- _Document extract_:
- - -

My friend was asking me what would be the best way to exchange documents with clients.

He was trying to tell me that just sending the documents via email was sufficient and I told him he was insane. I think the only solution is PGP. It seems like there should be some slick way to do this. Any thoughts?

So I have two questions:

  1. Am I right about Gmail being a bad idea? He claimed that he read this was a good idea in some professional journal.

  2. Is there a service that could implement a secure point-to-point mechanism?

  3. Would PDF or Office encryption be sufficient?

  • 2
    So you want an encryption scheme that both he and all of his clients would be able to use - presumably with varying levels of technical know-how, and requiring little or no support on his behalf?
    – Paul
    Commented Oct 14, 2011 at 4:49
  • in an ideal world, yes. was thinking something like dropbox but I'd think you'd want to encrypt before it's also on dropbox's servers. Maybe I'm a little paranoid but don't want to trust them on that.
    – timpone
    Commented Oct 14, 2011 at 4:53
  • Yeah exactly, it still requires the customer to be savvy enough to deal with decrypting and encrypting.
    – Paul
    Commented Oct 14, 2011 at 4:57
  • y - I agree that ain't going to happen.
    – timpone
    Commented Oct 14, 2011 at 5:10
  • 2
    How does the accountant send paper documents to clients? That may help us estimate their acceptable risk level. Commented Jul 11, 2012 at 14:56

11 Answers 11


It sort of depends on what you are protecting.

Have a read of this question on what steps Google, Yahoo! and others take to protect webmail.

Also have a look at this question, giving alternate solutions on sending data. I tend to use pgp/gpg to encrypt before emailing, where possible or use a hosted secure mail (similar to the one @Paul described) for some clients.

You can secure the connection fairly well, but unless you encrypt your data before sending it, it will reside on Google's servers in the clear. This may be okay, but it may not - it all comes back to how sensitive the data in those messages are.

- - -

- _Written exercise a_:
Based on the thread about exchanging documents with clients, do these statements agree with it? Answer yes or no for each, quoting the words that decide it.
(i) The friend said a professional journal was where he read that Gmail was a good idea.
(ii) timpone was willing to trust Dropbox's servers with unencrypted files.
(iii) One reply says data not encrypted before sending will sit on Google's servers in the clear.
The thread and the listing are separate material with no connection to each other.

- _Given entries_:
- - -

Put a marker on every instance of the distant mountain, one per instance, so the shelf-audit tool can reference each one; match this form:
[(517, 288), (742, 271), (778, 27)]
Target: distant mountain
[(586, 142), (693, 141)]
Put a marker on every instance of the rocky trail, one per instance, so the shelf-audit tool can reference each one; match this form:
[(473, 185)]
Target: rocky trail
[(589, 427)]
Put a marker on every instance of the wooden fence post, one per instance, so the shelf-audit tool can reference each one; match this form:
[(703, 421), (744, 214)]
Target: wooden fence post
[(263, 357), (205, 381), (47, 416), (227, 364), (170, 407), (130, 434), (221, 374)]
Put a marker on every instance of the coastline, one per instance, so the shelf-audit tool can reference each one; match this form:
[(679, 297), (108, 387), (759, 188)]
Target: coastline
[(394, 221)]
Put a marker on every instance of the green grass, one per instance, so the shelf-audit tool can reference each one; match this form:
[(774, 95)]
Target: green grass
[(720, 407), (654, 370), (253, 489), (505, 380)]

- - -

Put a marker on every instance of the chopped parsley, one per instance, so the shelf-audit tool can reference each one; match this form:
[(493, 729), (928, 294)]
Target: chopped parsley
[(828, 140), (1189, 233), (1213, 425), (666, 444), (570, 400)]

- - -

- _Written exercise b_: Rewrite the lines of the listing that begin at the line with "Put a marker on every instance of the coastline, one" and end after the line with "[(394, 221)]". Replace "coastline" with "shoreline" and keep everything else the same.

- _Correct response a_:
(i) Yes: "He claimed that he read this was a good idea in some professional journal."
(ii) No: "Maybe I'm a little paranoid but don't want to trust them on that."
(iii) Yes: "unless you encrypt your data before sending it, it will reside on Google's servers in the clear."

- _Correct response b_:
Put a marker on every instance of the shoreline, one per instance, so the shelf-audit tool can reference each one; match this form:
[(679, 297), (108, 387), (759, 188)]
Target: shoreline
[(394, 221)]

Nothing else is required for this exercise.